• **DATASET RECORDS**
= = = =
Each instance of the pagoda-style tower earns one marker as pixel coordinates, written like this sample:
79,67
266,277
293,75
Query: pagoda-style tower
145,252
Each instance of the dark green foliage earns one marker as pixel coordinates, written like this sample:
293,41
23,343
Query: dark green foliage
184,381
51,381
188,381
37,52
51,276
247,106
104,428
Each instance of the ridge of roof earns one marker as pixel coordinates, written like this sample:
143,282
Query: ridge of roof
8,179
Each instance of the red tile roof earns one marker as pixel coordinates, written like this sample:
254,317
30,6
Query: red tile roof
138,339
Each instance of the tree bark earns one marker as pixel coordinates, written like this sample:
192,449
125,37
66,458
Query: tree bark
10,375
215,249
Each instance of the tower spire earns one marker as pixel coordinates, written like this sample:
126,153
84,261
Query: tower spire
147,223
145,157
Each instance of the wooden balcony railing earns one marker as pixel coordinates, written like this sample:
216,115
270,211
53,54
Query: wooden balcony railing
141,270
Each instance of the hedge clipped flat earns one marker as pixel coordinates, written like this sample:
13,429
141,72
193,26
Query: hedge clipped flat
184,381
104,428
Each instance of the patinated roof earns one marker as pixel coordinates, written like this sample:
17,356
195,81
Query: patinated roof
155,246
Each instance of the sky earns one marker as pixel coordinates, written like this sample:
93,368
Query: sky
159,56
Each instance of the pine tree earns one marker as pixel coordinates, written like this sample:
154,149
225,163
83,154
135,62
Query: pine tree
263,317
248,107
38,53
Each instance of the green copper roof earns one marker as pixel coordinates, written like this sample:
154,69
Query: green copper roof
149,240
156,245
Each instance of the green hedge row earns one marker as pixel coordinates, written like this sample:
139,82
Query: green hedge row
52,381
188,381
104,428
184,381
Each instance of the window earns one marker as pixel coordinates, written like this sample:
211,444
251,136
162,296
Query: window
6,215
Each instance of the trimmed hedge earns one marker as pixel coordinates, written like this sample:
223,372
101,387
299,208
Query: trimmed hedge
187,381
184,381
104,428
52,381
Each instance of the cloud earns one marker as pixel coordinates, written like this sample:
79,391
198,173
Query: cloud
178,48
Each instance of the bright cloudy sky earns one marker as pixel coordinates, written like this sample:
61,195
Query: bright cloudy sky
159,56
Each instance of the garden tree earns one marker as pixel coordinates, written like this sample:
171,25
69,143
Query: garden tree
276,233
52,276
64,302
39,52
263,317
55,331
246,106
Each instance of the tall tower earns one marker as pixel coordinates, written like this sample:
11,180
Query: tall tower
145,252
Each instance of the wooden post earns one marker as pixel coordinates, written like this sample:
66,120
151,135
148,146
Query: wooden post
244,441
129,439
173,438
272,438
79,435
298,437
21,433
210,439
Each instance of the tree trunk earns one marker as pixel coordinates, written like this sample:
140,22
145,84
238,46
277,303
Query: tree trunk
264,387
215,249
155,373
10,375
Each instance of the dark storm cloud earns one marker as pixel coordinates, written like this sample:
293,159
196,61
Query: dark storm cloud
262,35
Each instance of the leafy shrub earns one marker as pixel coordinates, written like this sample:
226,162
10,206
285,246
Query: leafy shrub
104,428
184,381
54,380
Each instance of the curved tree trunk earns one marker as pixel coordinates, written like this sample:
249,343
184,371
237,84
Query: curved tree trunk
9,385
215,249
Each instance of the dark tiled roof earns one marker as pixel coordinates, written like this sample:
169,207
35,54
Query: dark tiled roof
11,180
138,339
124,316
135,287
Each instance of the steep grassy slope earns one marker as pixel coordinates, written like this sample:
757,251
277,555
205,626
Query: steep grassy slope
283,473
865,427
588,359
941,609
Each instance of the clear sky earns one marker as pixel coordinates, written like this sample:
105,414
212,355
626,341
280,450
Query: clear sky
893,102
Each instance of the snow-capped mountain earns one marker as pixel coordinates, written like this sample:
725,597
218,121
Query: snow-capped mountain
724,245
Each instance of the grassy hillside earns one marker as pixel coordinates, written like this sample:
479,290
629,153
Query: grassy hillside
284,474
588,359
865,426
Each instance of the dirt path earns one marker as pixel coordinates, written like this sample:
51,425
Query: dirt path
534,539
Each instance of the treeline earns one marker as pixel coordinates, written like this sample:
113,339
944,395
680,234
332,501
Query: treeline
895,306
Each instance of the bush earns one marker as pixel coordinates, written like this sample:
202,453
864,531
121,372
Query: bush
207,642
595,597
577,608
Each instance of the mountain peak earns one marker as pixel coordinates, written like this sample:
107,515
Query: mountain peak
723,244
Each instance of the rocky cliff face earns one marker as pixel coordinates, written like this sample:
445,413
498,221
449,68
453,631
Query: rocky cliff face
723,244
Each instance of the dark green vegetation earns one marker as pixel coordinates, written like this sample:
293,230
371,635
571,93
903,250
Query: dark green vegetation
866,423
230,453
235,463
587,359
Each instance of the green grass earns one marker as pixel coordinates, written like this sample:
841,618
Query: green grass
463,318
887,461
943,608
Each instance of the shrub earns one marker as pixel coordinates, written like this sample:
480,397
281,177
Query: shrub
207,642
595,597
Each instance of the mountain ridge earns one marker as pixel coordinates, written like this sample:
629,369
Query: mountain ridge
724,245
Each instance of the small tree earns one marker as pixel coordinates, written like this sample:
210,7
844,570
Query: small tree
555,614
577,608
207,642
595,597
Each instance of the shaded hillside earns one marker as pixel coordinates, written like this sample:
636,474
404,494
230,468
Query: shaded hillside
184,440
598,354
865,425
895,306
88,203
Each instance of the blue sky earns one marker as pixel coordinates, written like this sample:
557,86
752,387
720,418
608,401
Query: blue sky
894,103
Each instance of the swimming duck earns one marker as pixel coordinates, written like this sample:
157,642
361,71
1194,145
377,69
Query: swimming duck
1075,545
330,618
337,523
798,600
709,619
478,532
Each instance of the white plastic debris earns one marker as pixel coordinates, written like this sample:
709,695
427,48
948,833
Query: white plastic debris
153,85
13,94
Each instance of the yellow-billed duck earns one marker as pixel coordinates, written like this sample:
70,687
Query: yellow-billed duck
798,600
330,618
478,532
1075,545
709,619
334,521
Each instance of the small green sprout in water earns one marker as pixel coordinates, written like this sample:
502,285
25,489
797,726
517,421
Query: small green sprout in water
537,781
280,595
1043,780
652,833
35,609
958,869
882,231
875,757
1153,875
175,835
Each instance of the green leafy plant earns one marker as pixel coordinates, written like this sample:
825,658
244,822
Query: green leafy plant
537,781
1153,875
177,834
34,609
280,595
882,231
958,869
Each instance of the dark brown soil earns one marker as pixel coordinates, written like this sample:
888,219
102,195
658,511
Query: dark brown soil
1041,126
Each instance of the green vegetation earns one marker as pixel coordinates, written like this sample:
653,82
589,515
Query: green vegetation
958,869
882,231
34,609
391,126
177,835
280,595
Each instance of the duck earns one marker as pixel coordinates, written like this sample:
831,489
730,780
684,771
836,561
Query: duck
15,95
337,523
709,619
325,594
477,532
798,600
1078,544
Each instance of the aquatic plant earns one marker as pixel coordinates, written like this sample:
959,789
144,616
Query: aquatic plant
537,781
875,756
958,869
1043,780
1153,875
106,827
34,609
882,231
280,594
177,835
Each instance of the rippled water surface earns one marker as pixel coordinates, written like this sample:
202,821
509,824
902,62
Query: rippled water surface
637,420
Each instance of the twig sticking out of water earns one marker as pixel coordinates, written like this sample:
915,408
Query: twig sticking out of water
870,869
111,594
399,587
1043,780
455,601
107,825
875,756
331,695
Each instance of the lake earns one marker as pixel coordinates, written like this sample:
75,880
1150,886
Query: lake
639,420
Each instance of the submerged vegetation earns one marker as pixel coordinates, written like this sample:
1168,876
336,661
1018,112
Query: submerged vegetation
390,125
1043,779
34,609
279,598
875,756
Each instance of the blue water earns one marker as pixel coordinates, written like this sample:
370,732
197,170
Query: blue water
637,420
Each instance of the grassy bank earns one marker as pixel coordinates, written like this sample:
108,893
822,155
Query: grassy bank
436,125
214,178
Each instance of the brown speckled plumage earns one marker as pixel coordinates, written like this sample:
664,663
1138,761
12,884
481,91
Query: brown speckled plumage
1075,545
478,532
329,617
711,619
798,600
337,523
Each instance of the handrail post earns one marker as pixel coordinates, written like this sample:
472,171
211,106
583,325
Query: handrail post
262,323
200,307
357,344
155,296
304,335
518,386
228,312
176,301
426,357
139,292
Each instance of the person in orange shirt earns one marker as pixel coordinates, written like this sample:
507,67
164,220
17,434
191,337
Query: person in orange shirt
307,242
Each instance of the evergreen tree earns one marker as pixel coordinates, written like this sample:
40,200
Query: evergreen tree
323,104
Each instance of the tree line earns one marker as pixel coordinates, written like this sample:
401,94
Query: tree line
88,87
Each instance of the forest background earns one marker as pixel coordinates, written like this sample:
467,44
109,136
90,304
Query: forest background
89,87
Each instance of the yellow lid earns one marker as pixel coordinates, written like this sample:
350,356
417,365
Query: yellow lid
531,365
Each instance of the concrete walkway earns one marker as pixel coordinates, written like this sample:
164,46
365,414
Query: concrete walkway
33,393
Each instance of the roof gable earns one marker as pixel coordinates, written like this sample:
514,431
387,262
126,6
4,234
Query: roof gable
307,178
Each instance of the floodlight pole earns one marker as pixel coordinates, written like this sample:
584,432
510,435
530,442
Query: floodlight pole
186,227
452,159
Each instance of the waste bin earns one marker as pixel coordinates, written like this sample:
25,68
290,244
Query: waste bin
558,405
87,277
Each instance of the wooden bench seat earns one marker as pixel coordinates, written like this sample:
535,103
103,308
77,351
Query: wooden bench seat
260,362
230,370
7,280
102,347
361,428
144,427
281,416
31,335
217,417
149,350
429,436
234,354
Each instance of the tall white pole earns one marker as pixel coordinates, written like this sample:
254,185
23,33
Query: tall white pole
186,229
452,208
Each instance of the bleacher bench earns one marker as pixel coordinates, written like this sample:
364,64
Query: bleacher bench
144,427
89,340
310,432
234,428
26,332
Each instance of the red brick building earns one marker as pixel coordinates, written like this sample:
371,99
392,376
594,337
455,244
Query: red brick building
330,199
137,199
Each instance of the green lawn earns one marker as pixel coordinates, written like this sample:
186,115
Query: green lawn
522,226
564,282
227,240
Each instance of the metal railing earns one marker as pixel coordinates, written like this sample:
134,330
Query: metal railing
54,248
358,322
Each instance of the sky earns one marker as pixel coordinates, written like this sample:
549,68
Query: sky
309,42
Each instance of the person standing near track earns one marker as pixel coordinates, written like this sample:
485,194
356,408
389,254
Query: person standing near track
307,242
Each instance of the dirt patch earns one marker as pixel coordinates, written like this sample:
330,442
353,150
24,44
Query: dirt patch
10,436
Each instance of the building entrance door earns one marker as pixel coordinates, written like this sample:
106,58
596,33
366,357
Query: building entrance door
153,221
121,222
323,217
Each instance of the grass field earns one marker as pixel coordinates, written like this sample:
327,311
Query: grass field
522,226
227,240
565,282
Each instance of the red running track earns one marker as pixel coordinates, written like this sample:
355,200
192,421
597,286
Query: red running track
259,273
= = = =
• **STATED EXERCISE**
Could you copy out, word for word, the lines running from the one that contains "Each instance of the red running" through the very last line above?

• **SOLUTION**
Each instance of the red running track earns one marker as pixel coordinates, written like this sample:
355,200
192,421
597,286
Query: red running track
259,273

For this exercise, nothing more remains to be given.